[DOCUMENT EXTRACT]
On my law school graduation ring, the artist who designed and made it put lightening bolts. He told me it was to remind me to live each day as though it were my last, for we never know when death might come.
He could not read, write or do math despite a federal education. He was an intelligent enough man. He had the misfortune to be an American Indian during his childhood.
He is Navajo. He might be ten years older than me. The federal government school he was forced to attend didn't feel that Indians needed to know such lofty concepts as the Three Rs that were taught to other American children.
Instead, he was trained to be a janitor. That was the limit of the American Dream he was allowed to dare to hope for.
From the 1870s through the 1970s, the U.S. government ran boarding schools where American Indian children were forcibly removed from their parents and tribes and sent to boarding schools, often hundreds of miles from home. Parents were not allowed to visit their children in school or see them other than school breaks.
The schools were part of the shameful assimilationist period of federal American Indian policy. With great disdain for American Indians or their civil rights, Henry Ward Beecher summarized the goal of the schools as:
"The common schools are the stomachs of the country in which all people that come to us are assimilated within a generation. When a lion eats an ox, the lion does not become an ox, but the ox becomes a lion."
The boarding schools were designed to strip Indian children completely of their culture and Indian appearance. Thus the motto, "Kill the Indian, Save the Child". Children were punished for speaking in their native language, practicing their culture and even their appearance was forcibly changed to make them appear more white.
Despite the First Amendment, American Indians both on the reservation and in boarding schools were not allowed to practice their religion. In the schools, the children would be severely punished. The government schools practiced the officially sanctioned Christian religion and the government paid to indoctrinate the Indian children in the official religion.

[GIVEN MATERIAL]
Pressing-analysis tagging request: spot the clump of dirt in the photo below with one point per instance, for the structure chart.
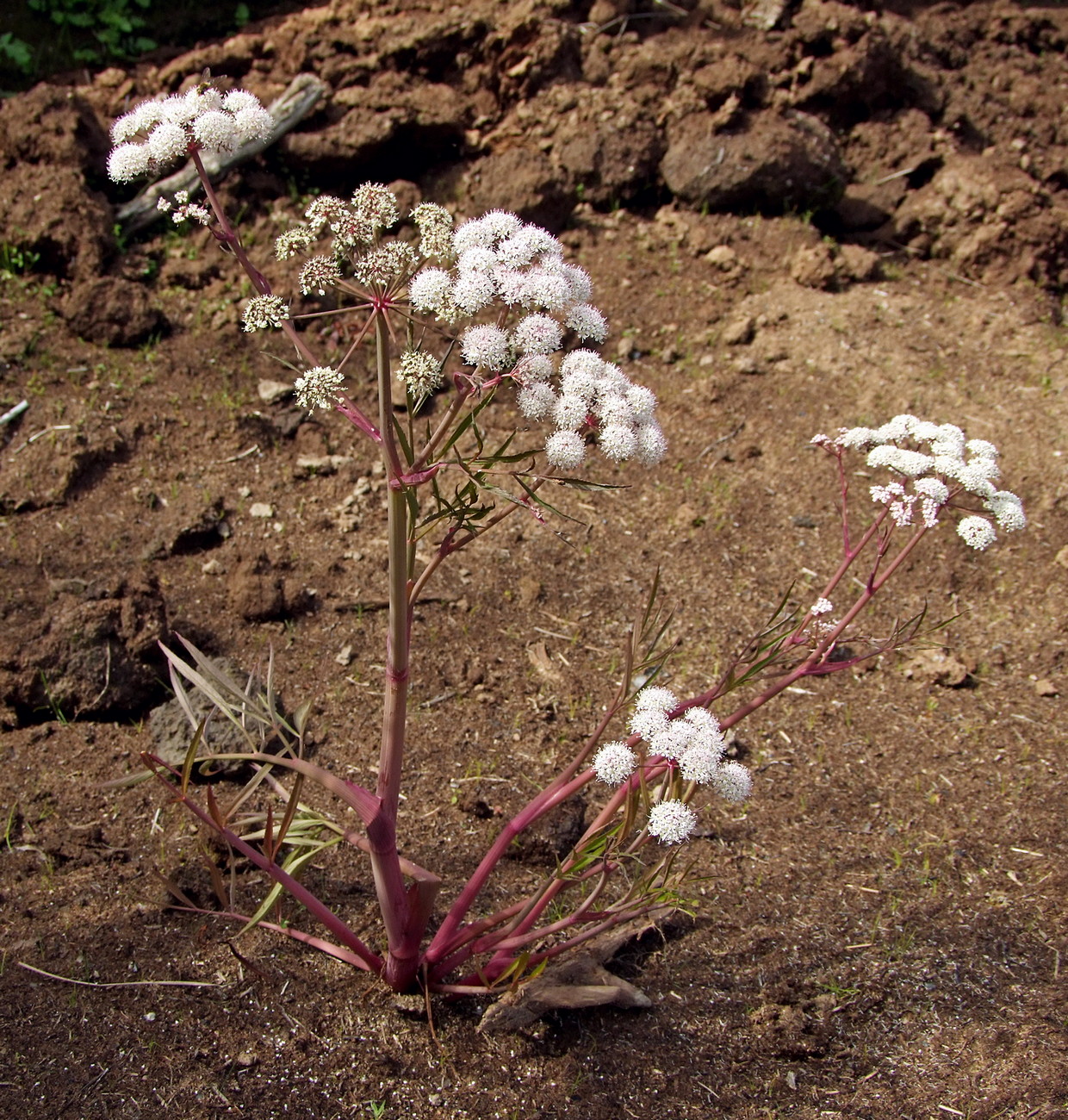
(796, 216)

[EXERCISES]
a – Answer these from the piece on Indian boarding schools:
(i) What was the ring's maker trained to be at his government school?
(ii) Over what span of time did the U.S. government run the boarding schools?
(iii) What motto did the schools go by?
b – Copy out the piece on Indian boarding schools word for word, from "On my law school" to "death might come.".
c – Carry on the piece on Indian boarding schools from the point where it stops.

[ANSWERS TO THE EXERCISES]
a –
(i) A janitor.
(ii) From the 1870s through the 1970s.
(iii) "Kill the Indian, Save the Child."

b –
On my law school graduation ring, the artist who designed and made it put lightening bolts. He told me it was to remind me to live each day as though it were my last, for we never know when death might come.

c –
Even the children's names were Christianized. They were no longer allowed to use or answer to the names given to them by their parents or clans. To do so one faced punishment. An Indian child's complete identity was wiped out by the American governments organized brain washing experiment.
The school administrators took great pride in taking before and after pictures of Indian children as they arrived in native dress, then afterwards with their long hair cut short and in uncomfortable American clothes.
Many Indian children endured abuse, both physical and sexual. Many more were not taught to read, write or do mathematics despite attending the schools. Most were trained to be domestic servants, janitors or farmers because that was all the BIA thought Indians would be capable of contributing to American society.
On Wednesday, June 11, 2008, Canada officially apologized for its schools and will pay damages to its Indigenous population for a similar program run by the Canadian government during the same time period with the same motto. The damages and apology came as a result of a lawsuit against the government by Canadian Indians who suffered under the scheme.
Australia ran an even worse program where children were literally stolen from aborigine parents and never returned. The Stolen Children were never allowed to know their birth parents and grew up in institutions and prison-like schools. Australia officially apologized to the Aborigines earlier in February 2008.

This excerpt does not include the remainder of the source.